| GIVEN TASK 1 |
Print the stretch of the regex thread from "before some spaces" through "string in str_split()", word for word.
| GIVEN TASK 2 |
Output the stretch from the start of the records through the line that contains "M 56 254 L 60", reproducing every line unchanged.

Reputation: 23
I am attempting to use a regex to separate observations by a space as delimiter when that space is preceded by strings (LLC, SYSTEM INC, LIMITED PARTNERSHIP, SYSTEM, or SYSTEM PARTNERSHIP) and followed by a set string (LLC).
Data:
library(tidyverse)
data <- tibble(c("600 W JAX LLC 600 WJAX LLC CT CORPORATION SYSTEM INC 600 WJAX LLC", "BRICK MORTAR LIMITED PARTNERSHIP BRICK & MORTAR PROPERTY, LLC C T CORPORATION
SYSTEM BRICK & MORTAR PROPERTY, LLC", "C T CORPORATION SYSTEM JM FITZGERALD GP LLC C T CORPORATION SYSTEM PARTNERSHIP EHDOC J. MICHAEL FITZGERALD APARTMENTS LIMITED LLC"))
What I have done:
Attempt 1:
(?<=(?= (LLC|LIMITED PARTNERSHIP|SYSTEM(?: INC| PARTNERSHIP)?))) (?=.*(LLC))
https://regex101.com/r/3j5Jzx/1
Problem: matches on the space preceding the strings
I have also attempted to shift the space in the preceding argument for attempt 1.
(?<= (?=(LLC|LIMITED PARTNERSHIP|SYSTEM(?: INC| PARTNERSHIP)?))) (?=.*(LLC))
The regex returns no matches.
https://regex101.com/r/yc73MY/1
Attempt 2:
(?:(LLC|LIMITED PARTNERSHIP|SYSTEM(?: INC| PARTNERSHIP)?)) (?=.*(LLC))
https://regex101.com/r/jIJeEw/1
Problem: removes the preceding strings, but does match on the space following those strings.
Desired Output:
600 W JAX LLC
600 WJAX LLC
CT CORPORATION SYSTEM INC
600 WJAX LLC
BRICK MORTAR LIMITED PARTNERSHIP
BRICK & MORTAR PROPERTY, LLC
C T CORPORATION SYSTEM
BRICK & MORTAR PROPERTY, LLC
C T CORPORATION SYSTEM
JM FITZGERALD GP LLC
C T CORPORATION SYSTEM PARTNERSHIP
EHDOC J. MICHAEL FITZGERALD APARTMENTS LIMITED LLC
Any help would be much appreciated!
Upvotes: 0
Views: 60
Reputation: 2829
You can use:
stringr::str_split(
gsub(
"(LLC|SYSTEM INC|LIMITED PARTNERSHIP|SYSTEM|SYSTEM PARTNERSHIP) +",
"\\1###",
unlist(data)
),
"###"
)
This works by matching your list of preceeding strings (LLC|SYSTEM INC|LIMITED PARTNERSHIP|SYSTEM|SYSTEM PARTNERSHIP)
before some spaces +
and capturing your preceeding strings to group 1. This is quite handy as you can simply expand the list as needed.
It is then replaced with \\1###
, keeping your preceeding string but removing the desired space and inserting a string that does not occur in the data (###
). This is then used to split the string in str_split()
.
Upvotes: 0

| EXTRACTED INFORMATION |
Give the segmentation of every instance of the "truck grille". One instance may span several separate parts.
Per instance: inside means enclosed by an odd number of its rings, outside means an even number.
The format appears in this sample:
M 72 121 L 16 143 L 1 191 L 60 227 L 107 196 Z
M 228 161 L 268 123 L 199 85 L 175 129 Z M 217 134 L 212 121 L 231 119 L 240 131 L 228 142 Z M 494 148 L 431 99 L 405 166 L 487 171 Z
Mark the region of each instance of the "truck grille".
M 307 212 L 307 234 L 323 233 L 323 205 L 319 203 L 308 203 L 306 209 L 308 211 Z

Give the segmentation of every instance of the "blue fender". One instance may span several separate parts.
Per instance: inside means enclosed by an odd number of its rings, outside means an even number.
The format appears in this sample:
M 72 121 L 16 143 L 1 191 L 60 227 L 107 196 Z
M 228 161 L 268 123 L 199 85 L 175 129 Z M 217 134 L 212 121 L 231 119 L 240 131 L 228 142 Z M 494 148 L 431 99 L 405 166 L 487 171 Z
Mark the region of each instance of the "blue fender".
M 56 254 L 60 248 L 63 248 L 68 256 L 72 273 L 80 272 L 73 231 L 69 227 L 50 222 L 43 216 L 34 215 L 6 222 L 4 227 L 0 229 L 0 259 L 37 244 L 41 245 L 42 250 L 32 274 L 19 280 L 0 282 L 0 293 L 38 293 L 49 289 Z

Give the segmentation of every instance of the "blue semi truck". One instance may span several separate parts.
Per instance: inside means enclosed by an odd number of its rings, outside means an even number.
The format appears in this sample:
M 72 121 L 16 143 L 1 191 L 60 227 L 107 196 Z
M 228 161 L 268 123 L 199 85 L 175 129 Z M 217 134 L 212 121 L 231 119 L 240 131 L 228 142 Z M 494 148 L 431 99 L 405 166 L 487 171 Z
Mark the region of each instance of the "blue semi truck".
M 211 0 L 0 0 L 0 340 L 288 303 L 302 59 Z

| EXERCISE RESULT 1 |
before some spaces +
and capturing your preceeding strings to group 1. This is quite handy as you can simply expand the list as needed.
It is then replaced with \\1###
, keeping your preceeding string but removing the desired space and inserting a string that does not occur in the data (###
). This is then used to split the string in str_split()

| EXERCISE RESULT 2 |
Give the segmentation of every instance of the "truck grille". One instance may span several separate parts.
Per instance: inside means enclosed by an odd number of its rings, outside means an even number.
The format appears in this sample:
M 72 121 L 16 143 L 1 191 L 60 227 L 107 196 Z
M 228 161 L 268 123 L 199 85 L 175 129 Z M 217 134 L 212 121 L 231 119 L 240 131 L 228 142 Z M 494 148 L 431 99 L 405 166 L 487 171 Z
Mark the region of each instance of the "truck grille".
M 307 212 L 307 234 L 323 233 L 323 205 L 319 203 L 308 203 L 306 209 L 308 211 Z

Give the segmentation of every instance of the "blue fender". One instance may span several separate parts.
Per instance: inside means enclosed by an odd number of its rings, outside means an even number.
The format appears in this sample:
M 72 121 L 16 143 L 1 191 L 60 227 L 107 196 Z
M 228 161 L 268 123 L 199 85 L 175 129 Z M 217 134 L 212 121 L 231 119 L 240 131 L 228 142 Z M 494 148 L 431 99 L 405 166 L 487 171 Z
Mark the region of each instance of the "blue fender".
M 56 254 L 60 248 L 63 248 L 68 256 L 72 273 L 80 272 L 73 231 L 69 227 L 50 222 L 43 216 L 34 215 L 6 222 L 4 227 L 0 229 L 0 259 L 37 244 L 41 245 L 42 250 L 32 274 L 19 280 L 0 282 L 0 293 L 38 293 L 49 289 Z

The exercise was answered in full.